* Instructions for the task
Beginning with the line where "the shrine building." appears, repeat every remaining line of the entries exactly, the last line included.

[Image point annotation entries]
☆ ☆ ☆ ☆

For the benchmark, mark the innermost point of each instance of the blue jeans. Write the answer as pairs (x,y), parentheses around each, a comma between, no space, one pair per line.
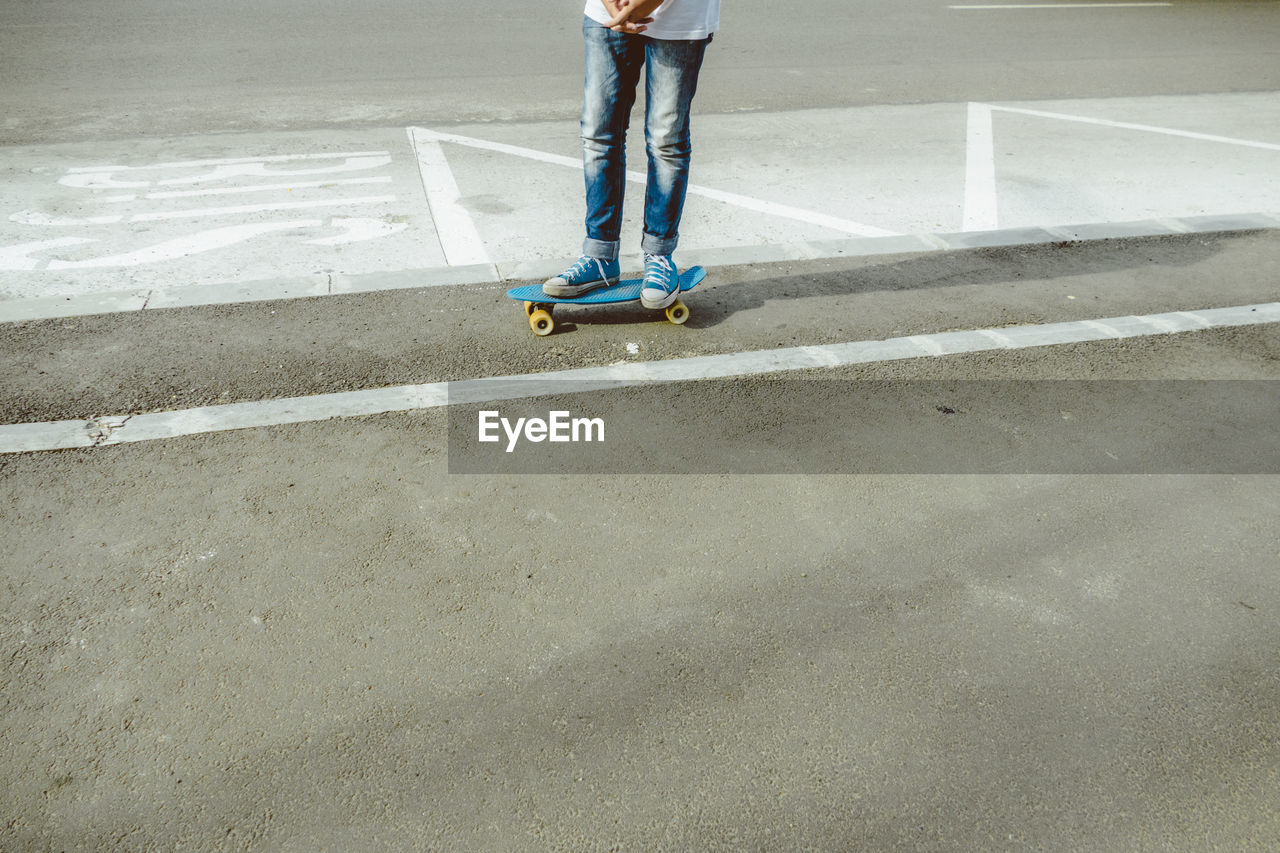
(613,65)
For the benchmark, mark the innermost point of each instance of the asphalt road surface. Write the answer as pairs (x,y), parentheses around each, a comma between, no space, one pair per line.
(264,598)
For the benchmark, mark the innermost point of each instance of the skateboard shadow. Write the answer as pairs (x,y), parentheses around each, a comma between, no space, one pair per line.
(734,290)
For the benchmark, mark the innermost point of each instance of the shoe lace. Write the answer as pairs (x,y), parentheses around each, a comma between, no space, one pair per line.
(657,269)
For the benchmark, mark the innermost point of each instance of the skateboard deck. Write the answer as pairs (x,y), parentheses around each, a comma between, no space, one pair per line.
(539,306)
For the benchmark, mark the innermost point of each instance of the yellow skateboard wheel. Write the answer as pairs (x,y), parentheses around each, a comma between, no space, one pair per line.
(542,323)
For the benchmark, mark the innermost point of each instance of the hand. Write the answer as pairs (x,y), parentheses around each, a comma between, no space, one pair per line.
(629,17)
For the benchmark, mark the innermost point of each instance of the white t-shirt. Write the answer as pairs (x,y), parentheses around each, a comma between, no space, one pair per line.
(675,19)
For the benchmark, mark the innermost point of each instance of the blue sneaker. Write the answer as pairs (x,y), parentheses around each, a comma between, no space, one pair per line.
(661,282)
(583,277)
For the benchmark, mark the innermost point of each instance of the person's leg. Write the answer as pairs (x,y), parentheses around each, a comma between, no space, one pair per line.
(613,65)
(670,87)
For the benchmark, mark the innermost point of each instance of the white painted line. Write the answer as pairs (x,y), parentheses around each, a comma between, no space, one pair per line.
(979,179)
(18,258)
(265,187)
(19,438)
(196,164)
(1061,5)
(196,213)
(453,224)
(187,245)
(1144,128)
(759,205)
(1104,329)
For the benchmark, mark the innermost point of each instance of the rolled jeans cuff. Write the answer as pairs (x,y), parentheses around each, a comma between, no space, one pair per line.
(658,245)
(602,249)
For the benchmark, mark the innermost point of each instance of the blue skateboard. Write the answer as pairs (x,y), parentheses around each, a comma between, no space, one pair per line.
(538,305)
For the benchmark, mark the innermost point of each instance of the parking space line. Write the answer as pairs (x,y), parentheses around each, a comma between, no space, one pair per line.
(19,438)
(746,203)
(460,240)
(979,182)
(1144,128)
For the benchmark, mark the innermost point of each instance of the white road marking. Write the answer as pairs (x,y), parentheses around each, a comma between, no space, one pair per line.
(167,215)
(979,181)
(222,162)
(357,231)
(457,232)
(759,205)
(18,258)
(195,243)
(45,220)
(19,438)
(1144,128)
(260,170)
(265,187)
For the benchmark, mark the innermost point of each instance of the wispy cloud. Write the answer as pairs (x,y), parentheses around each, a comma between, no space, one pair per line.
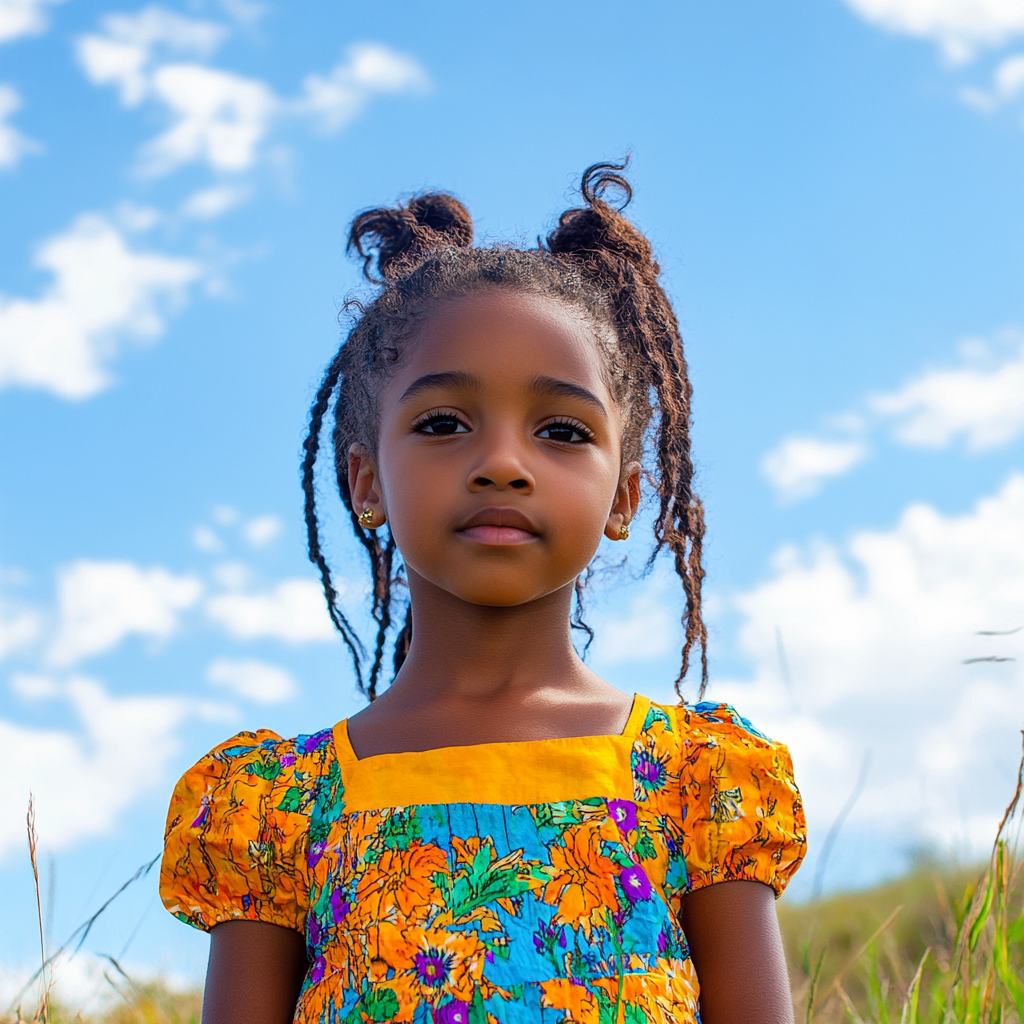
(83,778)
(293,610)
(102,293)
(877,633)
(960,27)
(253,680)
(13,144)
(980,401)
(217,117)
(100,603)
(798,466)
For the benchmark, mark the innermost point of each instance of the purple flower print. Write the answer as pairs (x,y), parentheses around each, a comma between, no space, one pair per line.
(452,1013)
(625,814)
(432,968)
(316,852)
(649,770)
(318,969)
(204,812)
(339,907)
(636,885)
(316,739)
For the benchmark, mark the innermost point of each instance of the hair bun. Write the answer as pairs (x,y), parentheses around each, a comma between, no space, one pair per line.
(398,235)
(599,227)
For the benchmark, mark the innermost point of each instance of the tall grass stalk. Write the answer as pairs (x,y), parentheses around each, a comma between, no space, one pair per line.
(934,958)
(953,962)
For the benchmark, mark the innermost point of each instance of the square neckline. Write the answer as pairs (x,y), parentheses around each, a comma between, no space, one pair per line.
(634,723)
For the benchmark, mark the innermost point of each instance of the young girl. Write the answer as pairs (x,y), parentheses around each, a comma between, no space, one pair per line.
(501,836)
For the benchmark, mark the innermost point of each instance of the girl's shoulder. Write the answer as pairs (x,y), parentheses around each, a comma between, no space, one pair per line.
(261,760)
(237,841)
(705,727)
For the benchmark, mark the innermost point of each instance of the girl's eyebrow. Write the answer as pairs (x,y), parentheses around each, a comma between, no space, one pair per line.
(454,379)
(566,389)
(459,380)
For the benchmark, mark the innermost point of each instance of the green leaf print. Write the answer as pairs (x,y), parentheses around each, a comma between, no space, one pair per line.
(635,1014)
(477,1011)
(656,715)
(486,880)
(292,799)
(644,846)
(399,828)
(377,1005)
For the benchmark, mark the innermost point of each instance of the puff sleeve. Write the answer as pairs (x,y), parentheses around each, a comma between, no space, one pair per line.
(237,840)
(742,812)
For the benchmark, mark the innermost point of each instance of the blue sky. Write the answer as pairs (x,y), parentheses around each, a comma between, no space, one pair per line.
(835,193)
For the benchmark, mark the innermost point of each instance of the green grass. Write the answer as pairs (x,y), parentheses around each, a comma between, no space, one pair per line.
(936,946)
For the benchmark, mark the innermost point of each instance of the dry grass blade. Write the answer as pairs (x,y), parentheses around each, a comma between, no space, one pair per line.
(43,1011)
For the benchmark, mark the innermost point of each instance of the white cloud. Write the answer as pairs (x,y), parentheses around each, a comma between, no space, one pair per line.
(13,145)
(23,17)
(208,204)
(337,97)
(876,636)
(253,680)
(100,603)
(220,118)
(18,627)
(649,629)
(125,53)
(960,27)
(981,400)
(102,292)
(262,529)
(982,403)
(1008,83)
(294,610)
(83,779)
(798,465)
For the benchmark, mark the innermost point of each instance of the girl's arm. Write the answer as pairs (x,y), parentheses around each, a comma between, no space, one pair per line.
(732,931)
(254,975)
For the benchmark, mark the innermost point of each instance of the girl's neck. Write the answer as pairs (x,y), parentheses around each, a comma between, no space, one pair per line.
(476,652)
(478,675)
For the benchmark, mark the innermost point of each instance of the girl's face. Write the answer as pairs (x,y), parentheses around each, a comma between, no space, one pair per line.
(499,458)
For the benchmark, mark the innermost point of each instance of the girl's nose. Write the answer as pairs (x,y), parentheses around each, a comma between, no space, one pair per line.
(502,468)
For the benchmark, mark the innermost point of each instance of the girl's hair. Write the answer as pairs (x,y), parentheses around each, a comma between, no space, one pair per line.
(596,262)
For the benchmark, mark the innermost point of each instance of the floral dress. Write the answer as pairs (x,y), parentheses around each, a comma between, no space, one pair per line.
(520,882)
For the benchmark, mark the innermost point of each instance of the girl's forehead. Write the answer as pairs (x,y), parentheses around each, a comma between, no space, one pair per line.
(498,333)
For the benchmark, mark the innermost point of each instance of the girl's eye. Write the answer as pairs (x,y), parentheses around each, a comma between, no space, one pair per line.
(439,424)
(566,431)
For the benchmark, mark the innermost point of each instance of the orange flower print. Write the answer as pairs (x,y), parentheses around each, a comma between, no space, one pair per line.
(436,962)
(583,878)
(400,884)
(572,996)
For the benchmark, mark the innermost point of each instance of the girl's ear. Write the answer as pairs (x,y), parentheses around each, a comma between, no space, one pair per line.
(364,484)
(626,504)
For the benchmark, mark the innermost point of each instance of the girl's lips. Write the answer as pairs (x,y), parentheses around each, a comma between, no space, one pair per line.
(497,536)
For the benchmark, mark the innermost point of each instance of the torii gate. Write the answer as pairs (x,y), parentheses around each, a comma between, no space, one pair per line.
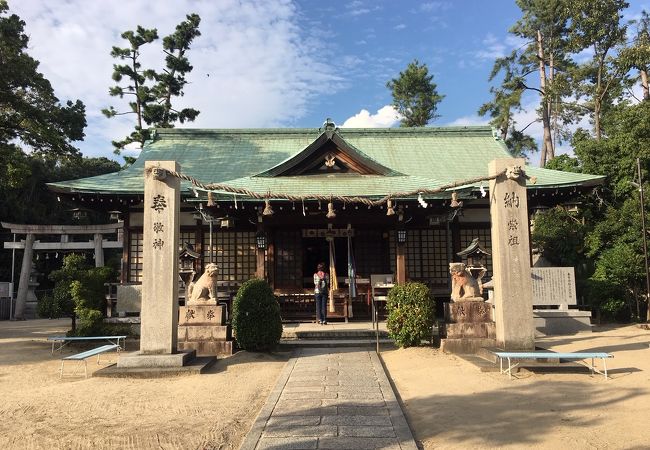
(29,245)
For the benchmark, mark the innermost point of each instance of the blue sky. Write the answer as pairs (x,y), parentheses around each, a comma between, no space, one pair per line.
(281,63)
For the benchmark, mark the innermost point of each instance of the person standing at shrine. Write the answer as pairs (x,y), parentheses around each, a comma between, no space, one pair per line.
(321,290)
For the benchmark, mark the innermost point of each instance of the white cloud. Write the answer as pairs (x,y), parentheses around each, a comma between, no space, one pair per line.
(385,117)
(253,65)
(435,6)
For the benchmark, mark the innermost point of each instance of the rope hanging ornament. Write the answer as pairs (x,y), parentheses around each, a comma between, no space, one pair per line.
(390,211)
(330,210)
(342,198)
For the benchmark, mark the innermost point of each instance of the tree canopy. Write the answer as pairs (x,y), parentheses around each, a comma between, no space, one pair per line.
(31,116)
(150,93)
(415,95)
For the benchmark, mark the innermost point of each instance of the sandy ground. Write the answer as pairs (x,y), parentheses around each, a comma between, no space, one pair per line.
(37,410)
(450,404)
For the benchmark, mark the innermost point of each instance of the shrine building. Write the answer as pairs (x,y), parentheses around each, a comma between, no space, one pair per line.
(291,198)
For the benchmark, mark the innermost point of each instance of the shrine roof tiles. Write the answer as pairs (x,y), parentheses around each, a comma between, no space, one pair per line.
(424,157)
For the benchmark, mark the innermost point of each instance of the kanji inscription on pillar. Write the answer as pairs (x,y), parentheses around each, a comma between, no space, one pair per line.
(511,255)
(159,314)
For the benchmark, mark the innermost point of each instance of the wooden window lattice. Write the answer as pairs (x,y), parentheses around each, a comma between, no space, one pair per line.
(136,243)
(288,259)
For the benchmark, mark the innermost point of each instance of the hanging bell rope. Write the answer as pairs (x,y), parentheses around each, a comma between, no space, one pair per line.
(268,211)
(330,210)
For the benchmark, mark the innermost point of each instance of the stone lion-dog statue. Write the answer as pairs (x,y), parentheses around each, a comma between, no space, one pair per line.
(464,287)
(204,292)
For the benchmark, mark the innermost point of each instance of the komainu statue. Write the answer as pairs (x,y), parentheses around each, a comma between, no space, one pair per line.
(464,287)
(204,291)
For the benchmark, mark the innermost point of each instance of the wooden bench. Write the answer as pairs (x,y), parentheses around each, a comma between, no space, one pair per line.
(65,340)
(81,357)
(574,356)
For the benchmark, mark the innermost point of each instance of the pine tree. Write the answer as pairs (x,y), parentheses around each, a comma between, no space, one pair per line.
(135,78)
(171,81)
(415,95)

☆ ☆ ☆ ☆

* Solution for this problem
For the benchmark, mark the innermost point of each instance of the shrine building. Write the answer as pairs (x,y), parentheses around each, a comma between, no space, one pair per line.
(291,198)
For the benchmark, mark the innermost point of each instance of the shrine roof tiles. Write the answer as pairs (x,y), parentheses around each, a comma between, no space, one pair per line.
(424,157)
For the benchmark, mark the innermost point of each instance of the kanji inscription on pillar. Write the answer as pairs (x,y), parentheses around each, a comma between, no space, one pair per line.
(511,255)
(159,314)
For the benchmark, mark the innermost point of each instance of the wooden window lattice. Write the answer as pairs (x,y), parentheses around each, a comma between, no space, one pair per line.
(136,243)
(288,259)
For the benchmark, mark the innermost point of each instance of the hanging bell rope. Write the answer as pairs (x,y), parentheses around each, a comma between, no space, one pair per line.
(268,211)
(330,210)
For the benchmark, mark the innermost point of each instance of the stone lion-dog statue. Write the answer as pairs (x,y), parentheses around each, a comma between, no space, one pair per line.
(464,287)
(204,292)
For the benchmark, mark the innermost point of each instance of the komainu statue. Write the answer as pairs (x,y), parentheses around each, a comma between, no space, one pair per line.
(464,287)
(204,291)
For the benchmark, mark the innermost point of each instance of the wooden bench. Write the answer as pairs (x,y), parentheses around each, a comma between, no space, one pair per line.
(65,340)
(81,357)
(574,356)
For the benchmark, mark the innermost point of each instance of the pine tree. Write the answer as pairs (x,y), parentheses around each, a comma between, no space, one pair per line.
(135,78)
(171,81)
(415,95)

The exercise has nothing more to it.